▶
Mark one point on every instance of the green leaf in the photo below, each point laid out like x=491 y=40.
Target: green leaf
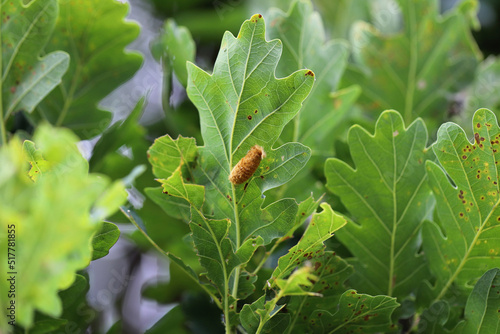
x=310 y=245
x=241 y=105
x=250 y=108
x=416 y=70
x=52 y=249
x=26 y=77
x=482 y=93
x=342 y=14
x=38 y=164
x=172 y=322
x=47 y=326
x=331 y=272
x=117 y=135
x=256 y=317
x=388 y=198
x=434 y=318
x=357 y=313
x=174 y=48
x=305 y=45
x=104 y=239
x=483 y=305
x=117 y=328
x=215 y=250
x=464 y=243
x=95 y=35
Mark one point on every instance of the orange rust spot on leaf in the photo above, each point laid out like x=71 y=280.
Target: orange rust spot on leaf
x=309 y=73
◀
▶
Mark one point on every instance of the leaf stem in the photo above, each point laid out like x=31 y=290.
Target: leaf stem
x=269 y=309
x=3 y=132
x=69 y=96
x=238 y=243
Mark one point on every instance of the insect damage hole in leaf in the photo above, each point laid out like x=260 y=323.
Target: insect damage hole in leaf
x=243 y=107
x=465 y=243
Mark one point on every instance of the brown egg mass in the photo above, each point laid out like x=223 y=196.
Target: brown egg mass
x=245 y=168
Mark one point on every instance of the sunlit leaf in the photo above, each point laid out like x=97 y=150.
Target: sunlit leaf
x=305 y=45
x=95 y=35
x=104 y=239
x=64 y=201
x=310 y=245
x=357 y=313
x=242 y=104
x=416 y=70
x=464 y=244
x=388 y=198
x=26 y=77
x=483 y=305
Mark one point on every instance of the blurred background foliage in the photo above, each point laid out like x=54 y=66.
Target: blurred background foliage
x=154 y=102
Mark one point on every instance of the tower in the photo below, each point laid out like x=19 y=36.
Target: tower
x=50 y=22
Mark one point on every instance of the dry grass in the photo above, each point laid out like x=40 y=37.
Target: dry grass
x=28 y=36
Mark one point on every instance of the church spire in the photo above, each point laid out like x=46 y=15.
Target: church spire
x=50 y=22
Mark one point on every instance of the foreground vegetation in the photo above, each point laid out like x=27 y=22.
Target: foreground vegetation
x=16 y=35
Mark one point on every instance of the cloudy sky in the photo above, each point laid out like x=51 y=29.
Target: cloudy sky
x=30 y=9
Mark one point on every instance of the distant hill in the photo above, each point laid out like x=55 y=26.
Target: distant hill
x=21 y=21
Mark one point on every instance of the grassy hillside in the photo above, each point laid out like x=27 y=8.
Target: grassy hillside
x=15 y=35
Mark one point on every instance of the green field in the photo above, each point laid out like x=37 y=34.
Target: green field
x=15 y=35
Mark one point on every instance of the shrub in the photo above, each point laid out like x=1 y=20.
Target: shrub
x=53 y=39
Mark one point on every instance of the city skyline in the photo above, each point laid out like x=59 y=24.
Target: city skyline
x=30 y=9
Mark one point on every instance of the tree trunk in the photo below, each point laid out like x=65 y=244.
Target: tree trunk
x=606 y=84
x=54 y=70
◀
### WHAT YOU HAVE TO DO
Take each line of the material above that holds the string "below" and copy it.

### SOLUTION TO THE EXERCISE
Mark one point on every instance of the green leaf in the photo below, each point laid out like x=491 y=40.
Mark one point on every instance of the tower in the photo below, each point laid out like x=19 y=36.
Mark one point on every instance of the tree trunk in the photo below, each point laid out like x=65 y=244.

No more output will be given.